_Do this_
Print the passage on magnetic field strength starting at "We vary the" and ending at "the evolutionary stage.".

_Document text_
We vary the near-core magnetic field strength by varying the magnetic field amplitude scaling factor B₀ (see P+19). To derive the range of this parameter, we base ourselves on fossil field strength estimates of HD 43317 (Buysschaert et al. 2018b, P+19), which range from 3 × 10⁴ to 1.5 × 10⁵ G. We therefore consider magnetic field amplitude scaling factors B₀ of 10⁴, 10⁵, and 10⁶ G. The corresponding near-core field strengths, approximated as the total magnetic field strength at the radius nearest to the convective core for which N is positive, depend on the density profile of the stellar models, and therefore also depend on the evolutionary stage.

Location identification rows
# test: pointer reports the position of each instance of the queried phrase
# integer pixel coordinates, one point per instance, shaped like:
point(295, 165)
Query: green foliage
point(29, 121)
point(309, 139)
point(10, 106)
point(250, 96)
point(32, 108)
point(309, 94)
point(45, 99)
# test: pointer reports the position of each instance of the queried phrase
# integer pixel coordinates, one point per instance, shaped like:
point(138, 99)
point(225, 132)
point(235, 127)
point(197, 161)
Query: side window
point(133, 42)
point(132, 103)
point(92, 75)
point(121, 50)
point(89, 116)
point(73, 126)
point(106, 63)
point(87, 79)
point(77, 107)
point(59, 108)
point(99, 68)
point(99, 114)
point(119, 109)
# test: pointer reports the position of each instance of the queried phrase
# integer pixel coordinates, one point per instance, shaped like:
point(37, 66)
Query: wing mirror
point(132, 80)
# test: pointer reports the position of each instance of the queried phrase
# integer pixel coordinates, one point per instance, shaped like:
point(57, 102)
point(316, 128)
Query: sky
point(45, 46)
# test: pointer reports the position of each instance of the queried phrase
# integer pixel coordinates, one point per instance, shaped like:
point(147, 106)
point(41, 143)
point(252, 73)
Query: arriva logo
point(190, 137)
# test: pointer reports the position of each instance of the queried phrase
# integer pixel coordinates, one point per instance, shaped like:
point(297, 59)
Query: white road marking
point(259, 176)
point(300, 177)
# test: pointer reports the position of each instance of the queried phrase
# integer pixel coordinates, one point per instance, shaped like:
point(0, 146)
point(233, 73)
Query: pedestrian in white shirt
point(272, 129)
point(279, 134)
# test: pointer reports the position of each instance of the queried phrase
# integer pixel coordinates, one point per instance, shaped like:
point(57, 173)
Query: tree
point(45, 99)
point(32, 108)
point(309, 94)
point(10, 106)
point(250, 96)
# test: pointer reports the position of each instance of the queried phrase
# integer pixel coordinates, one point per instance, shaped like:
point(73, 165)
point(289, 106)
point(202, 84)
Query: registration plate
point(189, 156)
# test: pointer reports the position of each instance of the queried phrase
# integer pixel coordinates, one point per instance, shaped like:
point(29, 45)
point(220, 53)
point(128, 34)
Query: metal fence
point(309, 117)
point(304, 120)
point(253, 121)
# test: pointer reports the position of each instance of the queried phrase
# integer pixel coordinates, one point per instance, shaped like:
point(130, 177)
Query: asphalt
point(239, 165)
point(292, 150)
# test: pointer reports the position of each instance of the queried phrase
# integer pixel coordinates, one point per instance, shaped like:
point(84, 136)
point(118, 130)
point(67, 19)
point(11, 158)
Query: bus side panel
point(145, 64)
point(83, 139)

_Completed exercise_
We vary the near-core magnetic field strength by varying the magnetic field amplitude scaling factor B₀ (see P+19). To derive the range of this parameter, we base ourselves on fossil field strength estimates of HD 43317 (Buysschaert et al. 2018b, P+19), which range from 3 × 10⁴ to 1.5 × 10⁵ G. We therefore consider magnetic field amplitude scaling factors B₀ of 10⁴, 10⁵, and 10⁶ G. The corresponding near-core field strengths, approximated as the total magnetic field strength at the radius nearest to the convective core for which N is positive, depend on the density profile of the stellar models, and therefore also depend on the evolutionary stage.